Exercise goal →
Please copy all of the rows below word for word, keeping every line unchanged and in the same order.

Records for this exercise →
------------------------------

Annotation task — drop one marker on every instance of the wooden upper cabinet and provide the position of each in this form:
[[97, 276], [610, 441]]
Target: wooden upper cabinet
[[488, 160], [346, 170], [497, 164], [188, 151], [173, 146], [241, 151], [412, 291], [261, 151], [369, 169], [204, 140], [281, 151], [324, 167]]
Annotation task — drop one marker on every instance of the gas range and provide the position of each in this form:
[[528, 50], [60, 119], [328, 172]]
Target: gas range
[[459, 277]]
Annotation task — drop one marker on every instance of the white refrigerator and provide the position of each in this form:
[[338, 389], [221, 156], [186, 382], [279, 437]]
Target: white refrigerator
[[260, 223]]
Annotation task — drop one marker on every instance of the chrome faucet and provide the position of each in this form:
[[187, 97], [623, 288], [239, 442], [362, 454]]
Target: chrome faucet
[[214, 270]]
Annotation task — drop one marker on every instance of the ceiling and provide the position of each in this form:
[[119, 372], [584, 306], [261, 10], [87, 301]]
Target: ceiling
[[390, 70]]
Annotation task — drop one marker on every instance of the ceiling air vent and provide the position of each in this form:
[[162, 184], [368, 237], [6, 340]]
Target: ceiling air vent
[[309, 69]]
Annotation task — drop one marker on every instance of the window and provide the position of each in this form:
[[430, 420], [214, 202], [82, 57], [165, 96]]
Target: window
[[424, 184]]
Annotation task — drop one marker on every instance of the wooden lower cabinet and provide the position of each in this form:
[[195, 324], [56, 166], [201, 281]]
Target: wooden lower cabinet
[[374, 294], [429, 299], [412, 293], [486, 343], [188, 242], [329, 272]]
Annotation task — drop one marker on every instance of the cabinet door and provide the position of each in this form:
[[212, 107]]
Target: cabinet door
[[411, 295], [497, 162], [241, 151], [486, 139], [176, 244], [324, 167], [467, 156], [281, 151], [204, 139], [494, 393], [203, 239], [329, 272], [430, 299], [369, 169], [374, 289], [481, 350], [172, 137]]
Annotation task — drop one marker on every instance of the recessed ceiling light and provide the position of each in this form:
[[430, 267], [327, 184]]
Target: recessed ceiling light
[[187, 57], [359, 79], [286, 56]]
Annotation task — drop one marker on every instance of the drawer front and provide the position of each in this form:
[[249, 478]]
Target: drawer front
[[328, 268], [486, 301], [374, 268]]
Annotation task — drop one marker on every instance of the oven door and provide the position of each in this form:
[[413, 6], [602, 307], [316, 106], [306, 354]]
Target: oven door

------------------------------

Exercise answer →
Annotation task — drop one marker on every instance of the wooden upper cabinet and provide the position of each in this form:
[[97, 276], [610, 441]]
Target: wooden upper cabinet
[[488, 160], [346, 170], [497, 164], [188, 151], [173, 146], [241, 151], [412, 291], [261, 151], [369, 169], [204, 140], [281, 151], [324, 167]]
Annotation task — drop one marker on every instance of the gas range and provide the position of each in this form:
[[528, 50], [60, 119], [328, 172]]
Target: gas range
[[459, 277]]
Annotation task — drop one marker on every instance of the white refrigerator and provide the position of each in this form:
[[338, 389], [221, 156], [186, 382], [279, 437]]
Target: white refrigerator
[[260, 223]]
Annotation task — drop one marker on every instance of the chrome faucet and provide the position of each in this form:
[[187, 97], [623, 288], [239, 442], [362, 454]]
Target: chrome faucet
[[214, 270]]
Annotation task — drop one marker on every instance of the ceiling and provide the position of each in this form:
[[119, 372], [584, 306], [261, 10], [87, 301]]
Target: ceiling
[[390, 70]]
Annotation task — drop one marker on every instance of the ceiling air vent and provide the position of each in this form:
[[162, 184], [368, 237], [6, 340]]
Target: ceiling air vent
[[309, 69]]
Annotation task — drop one marker on every instance of the window and provide the position of each in this form:
[[430, 420], [214, 202], [82, 57], [165, 96]]
Target: window
[[424, 184]]
Annotation task — drop one marker on every instance of the wooden lower cabinet and provide the position of each in this form:
[[195, 324], [56, 166], [201, 281]]
Target: wooden lower cabinet
[[374, 294], [429, 299], [412, 293], [486, 343], [188, 242], [329, 272]]
Annotation task — drop one marker on every instance of the cabinet door and provide the position of each in this form:
[[212, 107]]
Target: cabinet door
[[411, 295], [497, 162], [241, 151], [486, 139], [176, 244], [324, 167], [467, 156], [281, 151], [204, 139], [494, 393], [203, 239], [329, 272], [430, 299], [369, 169], [374, 289], [481, 350], [172, 137]]
Annotation task — drop one marker on every instance of the recessed ceiling light and provide the position of each in this form:
[[430, 267], [327, 184]]
Target: recessed ceiling light
[[187, 57], [359, 79], [286, 56]]
Annotation task — drop one marker on every instance of the drawer front and provide the position of each in this form:
[[249, 478]]
Target: drawer front
[[328, 268], [486, 301], [374, 268]]
Annotation task — drop one marker on every instance of the oven door and provide the position of each in this form:
[[413, 6], [602, 307], [316, 106], [306, 354]]
Target: oven door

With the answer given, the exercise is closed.